*Passage shown*:
--------------------
When a previously healthy infant presents to an emergency department with profuse vomiting, lethargy, and signs of circulatory collapse, the working diagnosis is rarely a food allergy — yet that misclassification may be costing young children appropriate care. Food protein-induced enterocolitis syndrome (FPIES) sits in a diagnostic blind spot precisely because it defies the conventional allergy playbook.
Unlike IgE-mediated food allergies, FPIES leaves no immunological fingerprints on standard testing: skin prick tests are negative, serum IgE is unremarkable, and there is no urticaria, wheezing, or anaphylaxis. Instead, acute FPIES erupts one to four hours after ingestion of trigger foods — most commonly rice, oats, cow's milk, and soy — producing repetitive vomiting severe enough to drive hypovolemic shock. Chronic FPIES, typically affecting infants under three months on cow's milk or soy formula, unfolds more insidiously over days to weeks with episodic vomiting, watery diarrhea, and faltering growth. The 2017 international consensus guidelines represented the first formal diagnostic framework, yet prevalence data remain poorly characterized and pathophysiology is still debated — T-cell mediated mechanisms and innate immune dysregulation are leading hypotheses, but causal clarity is lacking.
The clinical significance of this review lies in what it reveals about systemic underrecognition. Because FPIES mimics sepsis and viral gastroenteritis, affected infants frequently undergo unnecessary septic workups, antibiotic exposure, and prolonged hospitalizations before the correct diagnosis is reached. Most cases self-resolve by ages three to five, but cow's milk and soy allergies carry a higher risk of persistence into adulthood — a population largely invisible in current research. The therapeutic toolkit remains essentially empty beyond food avoidance and supportive hydration. This is an area where even incremental mechanistic advances could meaningfully shorten the diagnostic odyssey families currently face. As a review, this article synthesizes existing evidence rather than generating new data, so its primary value is clinical education rather than paradigm shift.
--------------------
*Supplied records*:
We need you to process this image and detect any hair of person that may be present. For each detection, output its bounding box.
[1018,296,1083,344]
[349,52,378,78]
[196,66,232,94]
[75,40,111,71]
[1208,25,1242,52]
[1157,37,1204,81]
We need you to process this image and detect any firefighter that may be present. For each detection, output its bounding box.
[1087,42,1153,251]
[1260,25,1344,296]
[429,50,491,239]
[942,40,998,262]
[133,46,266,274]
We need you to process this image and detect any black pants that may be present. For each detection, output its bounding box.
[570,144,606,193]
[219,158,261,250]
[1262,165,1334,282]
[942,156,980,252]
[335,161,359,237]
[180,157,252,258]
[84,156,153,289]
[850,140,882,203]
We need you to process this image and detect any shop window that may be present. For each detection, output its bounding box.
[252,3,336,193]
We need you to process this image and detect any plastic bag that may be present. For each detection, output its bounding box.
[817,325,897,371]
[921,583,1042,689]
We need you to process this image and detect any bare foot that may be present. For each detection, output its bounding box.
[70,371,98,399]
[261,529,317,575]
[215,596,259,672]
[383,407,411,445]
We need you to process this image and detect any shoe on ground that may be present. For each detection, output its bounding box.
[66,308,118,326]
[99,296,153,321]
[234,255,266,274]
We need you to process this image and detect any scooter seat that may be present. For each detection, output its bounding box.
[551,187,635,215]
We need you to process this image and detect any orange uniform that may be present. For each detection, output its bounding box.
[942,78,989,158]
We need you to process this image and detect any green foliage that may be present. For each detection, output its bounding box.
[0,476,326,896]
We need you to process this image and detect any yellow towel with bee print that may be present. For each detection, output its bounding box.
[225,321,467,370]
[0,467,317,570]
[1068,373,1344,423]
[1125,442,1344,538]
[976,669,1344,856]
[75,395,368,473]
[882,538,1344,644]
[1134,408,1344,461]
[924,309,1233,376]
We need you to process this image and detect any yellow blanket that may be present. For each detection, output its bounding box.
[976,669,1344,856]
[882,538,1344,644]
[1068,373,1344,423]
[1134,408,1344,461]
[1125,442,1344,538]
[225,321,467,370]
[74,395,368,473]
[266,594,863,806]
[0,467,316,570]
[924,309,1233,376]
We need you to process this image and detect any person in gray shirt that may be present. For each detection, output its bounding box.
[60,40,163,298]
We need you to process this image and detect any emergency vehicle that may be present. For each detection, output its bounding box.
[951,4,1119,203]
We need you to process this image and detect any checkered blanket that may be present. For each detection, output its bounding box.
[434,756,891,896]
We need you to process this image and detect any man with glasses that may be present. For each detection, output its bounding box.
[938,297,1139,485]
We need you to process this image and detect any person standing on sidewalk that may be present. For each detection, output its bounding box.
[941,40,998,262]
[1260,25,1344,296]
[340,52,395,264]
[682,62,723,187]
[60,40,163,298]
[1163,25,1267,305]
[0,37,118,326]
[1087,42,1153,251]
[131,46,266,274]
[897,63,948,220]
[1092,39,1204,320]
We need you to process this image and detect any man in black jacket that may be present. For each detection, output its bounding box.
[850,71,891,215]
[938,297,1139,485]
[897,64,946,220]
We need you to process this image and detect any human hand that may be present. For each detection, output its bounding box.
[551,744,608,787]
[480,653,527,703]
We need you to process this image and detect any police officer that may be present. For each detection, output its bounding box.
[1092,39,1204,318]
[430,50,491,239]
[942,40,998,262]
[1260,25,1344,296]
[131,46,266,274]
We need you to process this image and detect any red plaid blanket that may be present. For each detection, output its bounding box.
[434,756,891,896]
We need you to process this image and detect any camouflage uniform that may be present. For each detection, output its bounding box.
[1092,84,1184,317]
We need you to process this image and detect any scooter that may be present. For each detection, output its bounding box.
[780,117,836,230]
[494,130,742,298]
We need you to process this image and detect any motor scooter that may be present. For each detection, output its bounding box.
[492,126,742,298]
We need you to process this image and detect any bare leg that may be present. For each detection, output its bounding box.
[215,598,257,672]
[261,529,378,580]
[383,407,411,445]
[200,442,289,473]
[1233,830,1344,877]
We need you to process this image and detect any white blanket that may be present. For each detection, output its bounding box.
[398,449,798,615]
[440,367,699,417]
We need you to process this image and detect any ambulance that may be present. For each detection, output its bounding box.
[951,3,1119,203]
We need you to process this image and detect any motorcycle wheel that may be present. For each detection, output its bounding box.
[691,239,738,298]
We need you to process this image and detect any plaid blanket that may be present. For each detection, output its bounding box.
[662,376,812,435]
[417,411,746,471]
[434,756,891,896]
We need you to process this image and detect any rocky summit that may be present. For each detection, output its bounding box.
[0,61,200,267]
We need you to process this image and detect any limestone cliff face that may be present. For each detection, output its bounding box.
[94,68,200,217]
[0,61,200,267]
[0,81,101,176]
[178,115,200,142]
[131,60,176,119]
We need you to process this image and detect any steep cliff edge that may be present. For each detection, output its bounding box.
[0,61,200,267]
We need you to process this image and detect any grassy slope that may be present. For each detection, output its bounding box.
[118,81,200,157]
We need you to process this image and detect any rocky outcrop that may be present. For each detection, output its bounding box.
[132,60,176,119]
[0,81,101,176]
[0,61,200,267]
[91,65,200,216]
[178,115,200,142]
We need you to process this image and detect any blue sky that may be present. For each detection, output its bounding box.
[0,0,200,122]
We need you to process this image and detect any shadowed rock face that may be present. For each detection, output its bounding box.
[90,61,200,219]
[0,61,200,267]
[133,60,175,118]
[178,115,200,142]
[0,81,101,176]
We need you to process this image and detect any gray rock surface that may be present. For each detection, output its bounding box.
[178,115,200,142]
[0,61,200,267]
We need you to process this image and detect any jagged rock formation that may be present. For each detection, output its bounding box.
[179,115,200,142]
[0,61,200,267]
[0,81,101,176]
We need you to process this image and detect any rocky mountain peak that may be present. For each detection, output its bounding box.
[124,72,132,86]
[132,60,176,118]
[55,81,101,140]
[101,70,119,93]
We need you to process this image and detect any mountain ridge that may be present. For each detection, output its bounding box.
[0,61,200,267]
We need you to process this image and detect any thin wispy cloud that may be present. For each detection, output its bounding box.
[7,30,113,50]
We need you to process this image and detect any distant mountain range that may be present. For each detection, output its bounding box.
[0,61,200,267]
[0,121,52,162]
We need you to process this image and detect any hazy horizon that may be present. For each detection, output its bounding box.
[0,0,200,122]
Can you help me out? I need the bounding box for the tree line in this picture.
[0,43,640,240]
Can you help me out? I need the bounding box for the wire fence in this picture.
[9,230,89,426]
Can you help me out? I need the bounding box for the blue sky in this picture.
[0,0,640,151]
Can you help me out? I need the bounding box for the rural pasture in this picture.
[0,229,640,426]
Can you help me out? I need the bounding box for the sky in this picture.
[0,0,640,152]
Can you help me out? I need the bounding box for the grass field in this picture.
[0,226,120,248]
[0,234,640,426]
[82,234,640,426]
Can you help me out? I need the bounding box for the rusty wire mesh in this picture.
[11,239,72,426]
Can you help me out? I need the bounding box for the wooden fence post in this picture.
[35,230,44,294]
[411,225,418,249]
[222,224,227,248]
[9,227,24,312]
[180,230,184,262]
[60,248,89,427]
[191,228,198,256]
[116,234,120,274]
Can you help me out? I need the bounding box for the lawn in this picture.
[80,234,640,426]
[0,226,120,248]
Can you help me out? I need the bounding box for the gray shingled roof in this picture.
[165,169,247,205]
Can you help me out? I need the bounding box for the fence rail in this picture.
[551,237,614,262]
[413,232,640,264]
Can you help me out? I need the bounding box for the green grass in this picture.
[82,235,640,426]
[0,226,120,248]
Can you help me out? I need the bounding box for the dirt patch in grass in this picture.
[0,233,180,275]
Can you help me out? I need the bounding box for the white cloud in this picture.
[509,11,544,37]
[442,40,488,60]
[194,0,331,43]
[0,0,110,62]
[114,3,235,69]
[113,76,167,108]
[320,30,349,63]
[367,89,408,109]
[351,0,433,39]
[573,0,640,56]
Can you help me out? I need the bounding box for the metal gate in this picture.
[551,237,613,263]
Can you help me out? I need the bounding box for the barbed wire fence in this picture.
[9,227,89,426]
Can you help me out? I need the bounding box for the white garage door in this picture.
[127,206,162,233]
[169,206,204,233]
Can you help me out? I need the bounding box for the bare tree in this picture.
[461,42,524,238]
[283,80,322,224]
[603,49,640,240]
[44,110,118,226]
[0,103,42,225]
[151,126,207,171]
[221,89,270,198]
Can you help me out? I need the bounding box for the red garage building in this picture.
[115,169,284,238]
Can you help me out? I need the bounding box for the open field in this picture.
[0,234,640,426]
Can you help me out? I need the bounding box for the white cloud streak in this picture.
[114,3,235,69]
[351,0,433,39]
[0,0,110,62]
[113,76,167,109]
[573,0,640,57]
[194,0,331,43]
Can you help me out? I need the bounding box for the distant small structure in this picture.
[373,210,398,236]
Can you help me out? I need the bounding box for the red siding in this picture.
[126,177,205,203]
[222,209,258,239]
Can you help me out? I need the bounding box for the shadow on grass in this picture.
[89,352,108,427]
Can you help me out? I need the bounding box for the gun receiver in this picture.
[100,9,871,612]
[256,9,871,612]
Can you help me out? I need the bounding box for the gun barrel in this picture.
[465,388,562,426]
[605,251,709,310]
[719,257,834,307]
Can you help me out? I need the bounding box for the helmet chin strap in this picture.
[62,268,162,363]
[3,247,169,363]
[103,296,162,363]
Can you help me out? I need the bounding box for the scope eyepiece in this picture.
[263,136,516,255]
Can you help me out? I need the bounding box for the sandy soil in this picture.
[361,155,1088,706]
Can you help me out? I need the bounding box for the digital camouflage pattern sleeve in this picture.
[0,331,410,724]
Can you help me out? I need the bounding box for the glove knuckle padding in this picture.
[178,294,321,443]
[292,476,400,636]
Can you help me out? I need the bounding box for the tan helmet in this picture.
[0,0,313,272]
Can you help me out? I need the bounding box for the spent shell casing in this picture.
--------------------
*Brief 1*:
In the passage on food protein-induced enterocolitis syndrome above, how soon after a trigger food is eaten does acute FPIES appear?
*Brief 2*:
Summarize the passage on food protein-induced enterocolitis syndrome above in two sentences.

*Result 1*:
Acute FPIES appears one to four hours after the trigger food is eaten.

*Result 2*:
FPIES is a food allergy that shows none of the usual signs of IgE-mediated allergy on standard testing, and in its acute form it causes repetitive vomiting one to four hours after foods such as rice, oats, cow's milk, and soy, sometimes severe enough to cause hypovolemic shock. Because it mimics sepsis and viral gastroenteritis, it is often underrecognized, so infants face unnecessary septic workups, antibiotics, and prolonged hospital stays, while treatment remains limited to food avoidance and supportive hydration.